Coefficient A can be obtained either from a given displacement \(s_{n}\) at a given time \(t_{n}\) with the condition,

$$A = 2\frac{{s_{n} }}{{\left( {t_{n} - T_{{\text{s}}} } \right)^{2} }}\;{\text{for}}\;t_{n} > T_{{\text{s}}} ,$$

(10)

or from the application of the least square technique to measured displacement response as follows (see Appendix for details)

$$A = 2\frac{{\sum\nolimits_{i = 1}^{n} {s_{i} \left( {t_{i} - T_{{\text{s}}} } \right)^{2} } }}{{\sum\nolimits_{i = 1}^{n} {\left( {t_{i} - T_{{\text{s}}} } \right)^{4} } }}.$$

(11)

Once the constant A is determined, the dynamic friction angle is obtained from the following relation

$$\phi_{d} = \tan^{ - 1} \left( {\tan \alpha - \frac{1}{\cos \alpha } \cdot \frac{A}{g}} \right).$$

(12)

4 Theory of Stick–Slip Tests

In this model, the basal plate is assumed to be moving with a constant velocity v_s, and overriding block is assumed to be elastically supported by the surrounding medium as illustrated in Fig. 4. However, if damping exists, the support may be assumed as visco-elastic. The basic modeling concept assumes that the relative motion occurs between the basal plate and overriding block and it involves the stick and slip phases of the overriding block as illustrated in Fig. 5a. Let us assume that the motion of the overriding block on the basal plate moving with a constant velocity can be modeled as stick–slip phenomenon (e.g., Bowden and Leben 1939; Bowden and Tabor 1950; Jaeger & Cook 1979; Ohta and Aydan 2010; Aydan 2017, 2022a). The derivation of the governing equations of the motion of the overriding block shown in Fig. 4 are described as given below.

Fig. 4

Mechanical modeling of stick–slip phenomenon. v_s: the velocity of moving base; k: the stiffness of the system; \(\eta\): viscous resistance coefficient; W: the block weight; S: shear resistance; \(F_{{\text{s}}}\) and \(F_{{\text{d}}}\) are elastic reaction and viscous resistance,

Fig. 5

Frictional forces during a stick–slip cycle.\(\mu_{{\text{s}}}\), \(\mu_{{\text{k}}}\): static and kinetic friction coefficients; \(t_{{\text{s}}}\), \(t_{{\text{t}}}\): time at the initiation (\(x_{{\text{s}}}\)) and termination (\(x_{{\text{t}}}\)) of slip,

During the stick phase, the following holds

$$\dot{x} = v_{{\text{s}}} ,\;F_{{\text{s}}} = k \cdot x,$$

(13)

Job A — Quote the stick–slip friction passage from "4 Theory of" to "as given below.".
Job B — Using the stick–slip friction passage, decide whether each statement agrees with it, answering yes or no and quoting the words that settle it: (i) the model takes the basal plate to move with a constant velocity; (ii) the overriding block is assumed to be rigidly fixed to the surrounding medium; (iii) the support may be treated as visco-elastic when damping is present.
Job C — Carry on the stick–slip friction passage from the point where it stops.

Entries for bounding box labeling
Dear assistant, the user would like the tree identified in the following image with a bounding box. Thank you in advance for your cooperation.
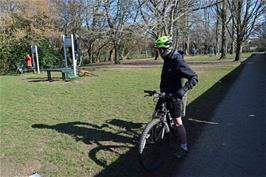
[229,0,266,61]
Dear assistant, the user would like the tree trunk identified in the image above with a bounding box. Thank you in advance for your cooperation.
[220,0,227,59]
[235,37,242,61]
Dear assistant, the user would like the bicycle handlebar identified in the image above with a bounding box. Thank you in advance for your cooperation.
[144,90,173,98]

--

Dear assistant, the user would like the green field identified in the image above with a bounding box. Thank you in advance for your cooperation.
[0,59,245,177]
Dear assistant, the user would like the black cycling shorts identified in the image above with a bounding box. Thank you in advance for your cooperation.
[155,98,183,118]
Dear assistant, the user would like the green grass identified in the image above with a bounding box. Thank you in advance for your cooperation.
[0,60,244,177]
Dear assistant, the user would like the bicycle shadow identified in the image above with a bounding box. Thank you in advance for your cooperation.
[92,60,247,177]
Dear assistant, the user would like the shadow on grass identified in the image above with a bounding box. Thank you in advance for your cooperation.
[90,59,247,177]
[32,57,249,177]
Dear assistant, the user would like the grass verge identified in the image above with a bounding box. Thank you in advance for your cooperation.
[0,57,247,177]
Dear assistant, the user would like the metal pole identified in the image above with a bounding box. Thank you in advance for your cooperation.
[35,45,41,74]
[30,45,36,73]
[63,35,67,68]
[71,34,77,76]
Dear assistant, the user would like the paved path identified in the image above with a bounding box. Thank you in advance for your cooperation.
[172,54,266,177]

...

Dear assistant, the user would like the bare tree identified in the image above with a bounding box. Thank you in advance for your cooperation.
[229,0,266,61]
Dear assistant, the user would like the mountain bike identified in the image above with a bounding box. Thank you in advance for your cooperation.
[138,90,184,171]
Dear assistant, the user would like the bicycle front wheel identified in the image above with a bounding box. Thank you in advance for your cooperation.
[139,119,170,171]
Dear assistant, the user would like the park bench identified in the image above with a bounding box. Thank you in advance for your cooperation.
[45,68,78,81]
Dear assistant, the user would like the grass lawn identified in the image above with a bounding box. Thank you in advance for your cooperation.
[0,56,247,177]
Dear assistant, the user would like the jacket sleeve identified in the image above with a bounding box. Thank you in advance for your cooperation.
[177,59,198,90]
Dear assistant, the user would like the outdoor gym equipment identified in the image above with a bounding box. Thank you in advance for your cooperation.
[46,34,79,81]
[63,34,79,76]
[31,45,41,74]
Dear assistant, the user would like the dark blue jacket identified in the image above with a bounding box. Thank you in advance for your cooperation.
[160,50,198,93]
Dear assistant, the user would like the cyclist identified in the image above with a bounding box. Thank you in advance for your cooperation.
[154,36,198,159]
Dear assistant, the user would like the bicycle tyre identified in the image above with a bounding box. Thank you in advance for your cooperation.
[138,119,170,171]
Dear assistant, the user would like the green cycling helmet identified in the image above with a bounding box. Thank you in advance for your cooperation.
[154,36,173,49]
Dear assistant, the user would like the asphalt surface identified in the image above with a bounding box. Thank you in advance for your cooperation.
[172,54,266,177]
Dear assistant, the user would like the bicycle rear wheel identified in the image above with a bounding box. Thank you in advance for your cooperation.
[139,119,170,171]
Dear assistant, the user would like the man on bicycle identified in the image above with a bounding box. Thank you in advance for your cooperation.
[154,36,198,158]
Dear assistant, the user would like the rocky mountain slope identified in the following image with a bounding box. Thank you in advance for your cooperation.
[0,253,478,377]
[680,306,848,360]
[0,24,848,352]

Expected answer A —
4 Theory of Stick–Slip Tests

In this model, the basal plate is assumed to be moving with a constant velocity v_s, and overriding block is assumed to be elastically supported by the surrounding medium as illustrated in Fig. 4. However, if damping exists, the support may be assumed as visco-elastic. The basic modeling concept assumes that the relative motion occurs between the basal plate and overriding block and it involves the stick and slip phases of the overriding block as illustrated in Fig. 5a. Let us assume that the motion of the overriding block on the basal plate moving with a constant velocity can be modeled as stick–slip phenomenon (e.g., Bowden and Leben 1939; Bowden and Tabor 1950; Jaeger & Cook 1979; Ohta and Aydan 2010; Aydan 2017, 2022a). The derivation of the governing equations of the motion of the overriding block shown in Fig. 4 are described as given below.

Expected answer B —
(i) Yes: "the basal plate is assumed to be moving with a constant velocity v_s"
(ii) No: "overriding block is assumed to be elastically supported by the surrounding medium"
(iii) Yes: "However, if damping exists, the support may be assumed as visco-elastic."

Expected answer C —
where v_s is the velocity of the moving base plate and k is the stiffness of the system. The initiation of slip obeys the friction law as given below (see Fig. 3b):

$$S = \mu_{{\text{s}}} N,$$

(14)

where \(\mu_{s}\) is static friction coefficient, N is normal force. For the block shown in Fig. 4, the normal force is equal to the block weight W and it is related to the mass m and gravitational acceleration g through mg. It is assumed that the frictional resistance (\(S/N\)) is assumed to be reduced from the static friction coefficient (\(\mu_{{\text{s}}}\)) to the kinetic friction coefficient (\(\mu_{k}\)) as illustrated in Fig. 3b. During slip phase, the forces are kinetic friction, elastic restoring force (proportional to displacement \(x\)), viscous resistance (proportional to velocity \(\dot{x}\)), and inertia components and the force equilibrium takes the following form (Fig. 4):

$$- kx - \eta \dot{x} + \mu_{k} W = m\frac{{{\text{d}}^{2} x}}{{{\text{d}}t^{2} }},$$

(15a)

where \(\mu_{k}\) is the dynamic friction coefficient and \(\eta\) is the viscous resistance coefficient. If viscous resistance is assumed to be negligible, Eq. (15a) takes the following form

$$- kx + \mu_{k} W = m\frac{{{\text{d}}^{2} x}}{{{\text{d}}t^{2} }}.$$

(15b)

The solution of the ordinary differential equation above can be obtained as.

$$x = A_{1} \cos \Omega t + A_{2} \sin \Omega t + \mu_{k} \frac{W}{k}.$$

(16)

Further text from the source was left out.